## Description of the task
Retype all of the data. Every line must match exactly.

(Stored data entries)

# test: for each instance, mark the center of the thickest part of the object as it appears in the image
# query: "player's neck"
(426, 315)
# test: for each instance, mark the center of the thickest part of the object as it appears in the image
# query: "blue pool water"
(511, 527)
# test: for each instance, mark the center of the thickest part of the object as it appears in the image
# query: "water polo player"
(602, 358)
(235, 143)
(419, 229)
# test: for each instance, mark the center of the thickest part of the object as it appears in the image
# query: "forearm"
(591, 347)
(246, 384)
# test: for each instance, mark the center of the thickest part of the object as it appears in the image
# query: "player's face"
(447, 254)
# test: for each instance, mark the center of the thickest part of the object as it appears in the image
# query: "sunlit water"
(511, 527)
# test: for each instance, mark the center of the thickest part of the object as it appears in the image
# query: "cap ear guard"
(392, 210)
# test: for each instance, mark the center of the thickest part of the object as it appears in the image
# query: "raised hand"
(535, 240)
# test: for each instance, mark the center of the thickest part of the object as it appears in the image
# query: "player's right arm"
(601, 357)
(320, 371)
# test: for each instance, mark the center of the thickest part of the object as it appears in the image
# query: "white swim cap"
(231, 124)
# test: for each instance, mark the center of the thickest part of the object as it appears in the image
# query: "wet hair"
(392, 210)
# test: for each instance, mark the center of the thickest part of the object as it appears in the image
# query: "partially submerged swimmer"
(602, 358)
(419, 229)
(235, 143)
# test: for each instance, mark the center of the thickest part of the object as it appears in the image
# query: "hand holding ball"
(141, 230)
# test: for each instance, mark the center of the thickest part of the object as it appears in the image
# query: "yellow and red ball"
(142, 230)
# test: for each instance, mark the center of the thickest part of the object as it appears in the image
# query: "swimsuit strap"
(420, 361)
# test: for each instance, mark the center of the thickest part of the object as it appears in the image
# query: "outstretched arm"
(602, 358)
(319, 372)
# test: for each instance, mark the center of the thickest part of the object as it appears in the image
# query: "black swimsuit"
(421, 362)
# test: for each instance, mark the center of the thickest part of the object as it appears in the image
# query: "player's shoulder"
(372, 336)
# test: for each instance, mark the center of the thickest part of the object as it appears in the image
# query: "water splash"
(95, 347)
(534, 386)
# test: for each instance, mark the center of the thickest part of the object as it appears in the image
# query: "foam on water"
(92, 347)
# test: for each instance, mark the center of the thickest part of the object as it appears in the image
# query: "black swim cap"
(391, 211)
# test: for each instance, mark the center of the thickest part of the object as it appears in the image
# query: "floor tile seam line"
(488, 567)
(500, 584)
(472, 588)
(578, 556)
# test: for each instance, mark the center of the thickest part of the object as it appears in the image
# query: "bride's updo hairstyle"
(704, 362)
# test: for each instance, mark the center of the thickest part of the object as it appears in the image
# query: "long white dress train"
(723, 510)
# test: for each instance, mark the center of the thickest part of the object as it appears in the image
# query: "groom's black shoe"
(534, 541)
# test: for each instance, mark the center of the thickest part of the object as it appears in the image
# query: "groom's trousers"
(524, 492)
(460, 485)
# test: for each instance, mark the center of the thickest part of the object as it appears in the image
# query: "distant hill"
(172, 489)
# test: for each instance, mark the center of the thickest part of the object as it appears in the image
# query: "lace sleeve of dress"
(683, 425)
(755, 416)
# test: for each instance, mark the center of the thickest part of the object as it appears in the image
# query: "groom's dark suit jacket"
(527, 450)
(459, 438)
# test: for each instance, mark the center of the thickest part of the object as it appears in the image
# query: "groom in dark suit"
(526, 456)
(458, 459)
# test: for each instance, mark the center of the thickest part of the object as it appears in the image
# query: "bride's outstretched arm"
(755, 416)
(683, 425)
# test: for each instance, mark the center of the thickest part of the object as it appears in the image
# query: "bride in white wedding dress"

## Result for this exercise
# test: for each instance, mark the center of the thickest part of the object as it appears in the image
# query: "player's neck"
(426, 315)
# test: for each instance, mark the center of the thickest part of the object as it appears in the image
# query: "blue pool water"
(511, 527)
# test: for each instance, mark the center of the thickest part of the object as it appears in the image
# query: "water polo player"
(602, 358)
(235, 143)
(419, 229)
# test: for each instance, mark the center of the thickest part of the object as it appears in the image
# query: "forearm"
(591, 347)
(246, 384)
# test: for each instance, mark the center of the thickest part of the object as it appears in the image
# query: "player's face"
(447, 254)
# test: for each instance, mark the center of the thickest part of the object as it appears in the image
# query: "sunlit water"
(511, 527)
# test: for each instance, mark the center of the thickest part of the object as it appears in the image
# query: "cap ear guard"
(392, 210)
# test: for each instance, mark the center of the thickest part of the object as it appears in the image
# query: "raised hand"
(535, 240)
# test: for each instance, mark the center of the thickest part of the object as it appears in the image
# query: "player's right arm"
(601, 357)
(320, 371)
# test: for each instance, mark the center of the thickest part of the object as it appears in the image
# query: "white swim cap"
(231, 124)
# test: for each instance, mark the center of the thickest part of the object as it appears in the image
# query: "wet hair"
(392, 210)
# test: for each instance, mark the center of the thickest part of the object as it appears in the image
# query: "partially submerged swimmer"
(602, 358)
(419, 229)
(235, 143)
# test: for each instance, mark the center of the thickest part of the object as it appears in the image
# query: "hand holding ball"
(141, 230)
# test: for each instance, mark the center of the thickest part of the object as it appears in the image
# query: "yellow and red ball"
(142, 230)
# test: for each instance, mark the center of the thickest part of the object as it appears in the image
# query: "swimsuit strap"
(420, 361)
# test: for each instance, mark the center of the thickest part of the object as it appears in the image
# query: "outstretched arm"
(602, 358)
(319, 372)
# test: for each instance, mark the center of the thickest part of the object as it appears in the image
# query: "black swimsuit"
(421, 362)
# test: for each instance, mark the center of the thickest part of the object as it appears in the image
# query: "player's shoulder"
(372, 336)
# test: for each instance, mark the center of the thickest part of the object as it appears in the image
# query: "water splash"
(95, 347)
(534, 386)
# test: for each instance, mark the center of the thickest part of the object as it appears in the image
# query: "foam on water"
(92, 347)
# test: for each instance, mark the center of the thickest part of the object as it appears in the image
# query: "black swim cap"
(391, 211)
# test: for each instance, mark the center of the thickest part of the object as it appears in the image
# query: "floor tile seam line"
(488, 567)
(500, 584)
(472, 588)
(578, 556)
# test: for each instance, mark the center of the thickest part of the object as it appears in the image
# query: "bride's updo hairstyle"
(704, 362)
# test: for each instance, mark the center of the thickest part of the object as it appears in the image
# query: "long white dress train"
(723, 510)
# test: for each instance, mark the center of the thickest part of the object as it appears in the image
# query: "groom's black shoe"
(534, 541)
# test: for each instance, mark the center of the thickest part of the object as it appears in the image
# query: "groom's trousers"
(524, 492)
(460, 485)
# test: for each instance, mark the center of the thickest part of the object as it appears in the image
# query: "distant hill"
(172, 489)
# test: for each instance, mark the center of the thickest part of the object as it appears in the image
# query: "lace sleeve of dress"
(683, 425)
(755, 416)
# test: for each instance, mark the center of the thickest part of the object as it appears in the image
# query: "groom's dark suit jacket"
(527, 450)
(459, 438)
# test: for each instance, mark the center of the thickest part of the object as it appears in the image
# query: "groom in dark suit"
(526, 456)
(458, 459)
# test: for each instance, mark the center of the thickest part of the object as it appears in the image
# query: "bride's outstretched arm"
(755, 416)
(683, 425)
# test: for each instance, mark the center of the thickest part of the object as it appears in the image
# query: "bride in white wedding dress"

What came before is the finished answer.